_What is needed_: Return, word for word, the lines from the one with "Might you point out the beer" through the end of the records below.

● ● ● ● ●

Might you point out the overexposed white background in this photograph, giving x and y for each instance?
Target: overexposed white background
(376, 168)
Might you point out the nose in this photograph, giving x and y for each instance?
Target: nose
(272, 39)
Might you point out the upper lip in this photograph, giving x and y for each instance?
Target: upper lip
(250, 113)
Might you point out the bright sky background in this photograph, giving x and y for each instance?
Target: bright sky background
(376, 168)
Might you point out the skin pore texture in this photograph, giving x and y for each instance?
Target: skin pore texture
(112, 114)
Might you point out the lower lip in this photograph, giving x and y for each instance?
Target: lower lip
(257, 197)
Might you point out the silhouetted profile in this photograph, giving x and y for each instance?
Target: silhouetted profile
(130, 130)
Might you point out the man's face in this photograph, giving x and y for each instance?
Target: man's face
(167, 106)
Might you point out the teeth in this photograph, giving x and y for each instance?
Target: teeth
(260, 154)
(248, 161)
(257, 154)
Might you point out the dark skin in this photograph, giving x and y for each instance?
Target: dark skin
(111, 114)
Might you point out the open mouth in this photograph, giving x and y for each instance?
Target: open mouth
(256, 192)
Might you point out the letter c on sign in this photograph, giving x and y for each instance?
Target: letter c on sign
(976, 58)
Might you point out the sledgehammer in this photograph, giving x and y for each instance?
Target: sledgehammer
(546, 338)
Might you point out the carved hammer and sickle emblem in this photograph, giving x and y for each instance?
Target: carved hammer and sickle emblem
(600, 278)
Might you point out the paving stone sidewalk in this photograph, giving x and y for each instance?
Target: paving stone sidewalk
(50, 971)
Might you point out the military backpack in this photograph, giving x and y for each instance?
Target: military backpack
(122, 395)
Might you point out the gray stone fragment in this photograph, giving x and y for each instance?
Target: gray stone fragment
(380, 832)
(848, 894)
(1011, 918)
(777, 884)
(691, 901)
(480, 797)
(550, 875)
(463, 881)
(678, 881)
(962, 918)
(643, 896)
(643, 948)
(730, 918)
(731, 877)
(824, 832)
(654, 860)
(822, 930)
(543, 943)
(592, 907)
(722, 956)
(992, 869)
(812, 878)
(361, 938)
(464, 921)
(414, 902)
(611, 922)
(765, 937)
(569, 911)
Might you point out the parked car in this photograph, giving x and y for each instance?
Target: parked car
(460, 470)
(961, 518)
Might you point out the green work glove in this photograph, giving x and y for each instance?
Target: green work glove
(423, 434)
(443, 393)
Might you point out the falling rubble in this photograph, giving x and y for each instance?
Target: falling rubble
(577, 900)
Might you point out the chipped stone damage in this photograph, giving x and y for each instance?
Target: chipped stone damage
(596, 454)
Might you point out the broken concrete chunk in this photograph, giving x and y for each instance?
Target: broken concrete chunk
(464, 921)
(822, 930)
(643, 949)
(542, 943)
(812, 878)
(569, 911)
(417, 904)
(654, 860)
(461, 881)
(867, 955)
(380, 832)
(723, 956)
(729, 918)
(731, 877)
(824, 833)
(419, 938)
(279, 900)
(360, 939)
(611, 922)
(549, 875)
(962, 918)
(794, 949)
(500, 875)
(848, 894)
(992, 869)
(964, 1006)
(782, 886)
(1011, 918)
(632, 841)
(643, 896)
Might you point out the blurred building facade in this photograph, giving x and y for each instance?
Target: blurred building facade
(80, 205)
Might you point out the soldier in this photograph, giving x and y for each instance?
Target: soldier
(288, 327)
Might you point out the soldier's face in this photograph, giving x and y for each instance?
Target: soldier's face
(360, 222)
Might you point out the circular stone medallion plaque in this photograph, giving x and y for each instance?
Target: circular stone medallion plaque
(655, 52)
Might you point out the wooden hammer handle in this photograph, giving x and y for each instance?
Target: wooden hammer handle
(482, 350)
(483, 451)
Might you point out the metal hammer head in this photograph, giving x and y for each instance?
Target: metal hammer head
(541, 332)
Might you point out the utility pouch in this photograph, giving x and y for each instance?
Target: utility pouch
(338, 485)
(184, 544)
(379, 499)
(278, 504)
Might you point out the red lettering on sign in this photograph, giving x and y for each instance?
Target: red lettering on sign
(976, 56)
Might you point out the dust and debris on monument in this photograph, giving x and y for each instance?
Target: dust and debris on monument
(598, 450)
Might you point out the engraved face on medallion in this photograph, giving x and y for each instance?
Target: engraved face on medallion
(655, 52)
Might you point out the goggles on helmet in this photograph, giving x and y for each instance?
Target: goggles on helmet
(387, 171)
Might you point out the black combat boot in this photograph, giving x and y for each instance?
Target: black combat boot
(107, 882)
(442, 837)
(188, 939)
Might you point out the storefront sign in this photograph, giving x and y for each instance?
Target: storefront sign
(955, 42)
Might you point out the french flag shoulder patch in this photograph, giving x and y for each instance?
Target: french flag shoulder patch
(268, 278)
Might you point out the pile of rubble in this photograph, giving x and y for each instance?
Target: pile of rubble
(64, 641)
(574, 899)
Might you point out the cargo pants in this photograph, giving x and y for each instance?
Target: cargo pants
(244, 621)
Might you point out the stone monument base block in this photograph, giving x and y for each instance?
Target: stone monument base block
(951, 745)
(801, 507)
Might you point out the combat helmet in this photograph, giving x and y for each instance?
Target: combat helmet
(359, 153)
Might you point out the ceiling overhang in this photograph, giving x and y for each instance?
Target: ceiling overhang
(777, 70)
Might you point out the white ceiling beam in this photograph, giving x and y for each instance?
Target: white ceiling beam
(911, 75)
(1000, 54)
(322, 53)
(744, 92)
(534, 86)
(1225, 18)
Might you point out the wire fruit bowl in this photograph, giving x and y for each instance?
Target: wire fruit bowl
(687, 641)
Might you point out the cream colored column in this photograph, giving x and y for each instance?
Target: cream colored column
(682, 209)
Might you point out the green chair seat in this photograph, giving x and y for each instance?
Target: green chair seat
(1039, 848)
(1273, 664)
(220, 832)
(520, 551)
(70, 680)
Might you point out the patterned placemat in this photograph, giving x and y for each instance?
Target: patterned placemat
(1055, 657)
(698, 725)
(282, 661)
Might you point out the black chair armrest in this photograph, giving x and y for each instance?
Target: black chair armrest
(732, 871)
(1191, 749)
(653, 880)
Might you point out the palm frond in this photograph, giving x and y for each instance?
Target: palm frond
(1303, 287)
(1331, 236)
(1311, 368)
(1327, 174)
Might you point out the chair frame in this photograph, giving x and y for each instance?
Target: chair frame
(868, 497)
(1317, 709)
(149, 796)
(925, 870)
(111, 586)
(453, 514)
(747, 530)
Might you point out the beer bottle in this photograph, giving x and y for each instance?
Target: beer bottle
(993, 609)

● ● ● ● ●

_Written solution_:
Might you point out the beer bottle in this photograph, giving x and y for each instance?
Target: beer bottle
(993, 609)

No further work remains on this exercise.